DIRECTIONS: Each line of the data should be duplicated precisely.

(Records from a data source)
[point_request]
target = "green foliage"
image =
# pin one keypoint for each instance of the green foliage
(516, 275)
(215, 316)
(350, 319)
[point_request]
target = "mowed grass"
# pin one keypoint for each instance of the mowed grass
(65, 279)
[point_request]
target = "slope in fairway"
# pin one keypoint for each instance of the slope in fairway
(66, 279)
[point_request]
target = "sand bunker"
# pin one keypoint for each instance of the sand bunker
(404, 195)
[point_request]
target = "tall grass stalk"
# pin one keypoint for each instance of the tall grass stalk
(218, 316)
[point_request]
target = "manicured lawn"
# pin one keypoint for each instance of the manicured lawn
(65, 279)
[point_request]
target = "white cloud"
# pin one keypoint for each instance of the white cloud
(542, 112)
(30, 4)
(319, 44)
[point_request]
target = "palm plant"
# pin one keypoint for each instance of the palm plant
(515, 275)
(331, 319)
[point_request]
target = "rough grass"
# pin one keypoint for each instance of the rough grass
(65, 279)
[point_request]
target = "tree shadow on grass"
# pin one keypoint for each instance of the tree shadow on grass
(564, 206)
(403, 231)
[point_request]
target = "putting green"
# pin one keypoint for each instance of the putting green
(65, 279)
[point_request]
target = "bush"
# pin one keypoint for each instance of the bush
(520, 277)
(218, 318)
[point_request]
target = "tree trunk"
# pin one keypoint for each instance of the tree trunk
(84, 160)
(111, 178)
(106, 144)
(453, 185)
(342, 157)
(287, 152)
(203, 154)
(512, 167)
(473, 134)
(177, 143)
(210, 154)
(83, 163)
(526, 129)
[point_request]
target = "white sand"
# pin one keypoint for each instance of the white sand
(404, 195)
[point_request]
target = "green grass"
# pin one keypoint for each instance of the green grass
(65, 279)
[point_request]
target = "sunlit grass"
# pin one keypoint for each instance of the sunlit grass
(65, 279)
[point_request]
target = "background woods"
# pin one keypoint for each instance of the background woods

RESPONSE AREA:
[point_request]
target = "green foliage"
image =
# pin one keypoint for each instance of the green foliage
(516, 275)
(215, 316)
(350, 319)
[point_request]
target = "mowed grass"
# pin one keypoint for each instance of the mowed grass
(65, 279)
[point_request]
target = "slope in fairway"
# pin one keypoint for each instance of the slope in fairway
(66, 279)
[point_request]
target = "sand bunker"
# pin one keypoint for each instance of the sand bunker
(404, 195)
[point_request]
target = "tall grass stalk"
# pin one keypoint for each instance of the tall grass stalk
(218, 316)
[point_request]
target = "manicured lawn"
# pin one keypoint for each instance of the manicured lawn
(65, 279)
[point_request]
target = "white cloud"
# pin one keypoint for each instance of the white cloud
(542, 112)
(30, 4)
(319, 44)
[point_request]
target = "palm plant"
# pin one keypoint for each instance of the palm plant
(515, 275)
(331, 319)
[point_request]
target = "rough grass"
# pin one keypoint for each instance of the rough grass
(65, 279)
[point_request]
target = "tree shadow on grass"
# pin one keypoint for each instance of the tree shadow on grass
(564, 206)
(403, 231)
[point_request]
target = "putting green"
# pin one keypoint for each instance of the putting green
(65, 279)
[point_request]
target = "bush"
# pin one keypoint for each instance of the bush
(520, 277)
(218, 318)
[point_request]
target = "tree trunk"
# pin one keypoint for each instance of the tree trunk
(84, 160)
(111, 178)
(106, 144)
(453, 185)
(342, 157)
(287, 152)
(203, 154)
(512, 167)
(473, 134)
(177, 143)
(210, 154)
(83, 163)
(526, 129)
[point_request]
target = "white sand"
# pin one keypoint for each instance of the white sand
(404, 195)
[point_request]
target = "green grass"
# pin one keypoint for each instance of the green grass
(65, 279)
[point_request]
target = "sunlit grass"
# pin one keypoint for each instance of the sunlit grass
(65, 279)
[point_request]
target = "background woods"
# pin one keypoint for each instance of the background woods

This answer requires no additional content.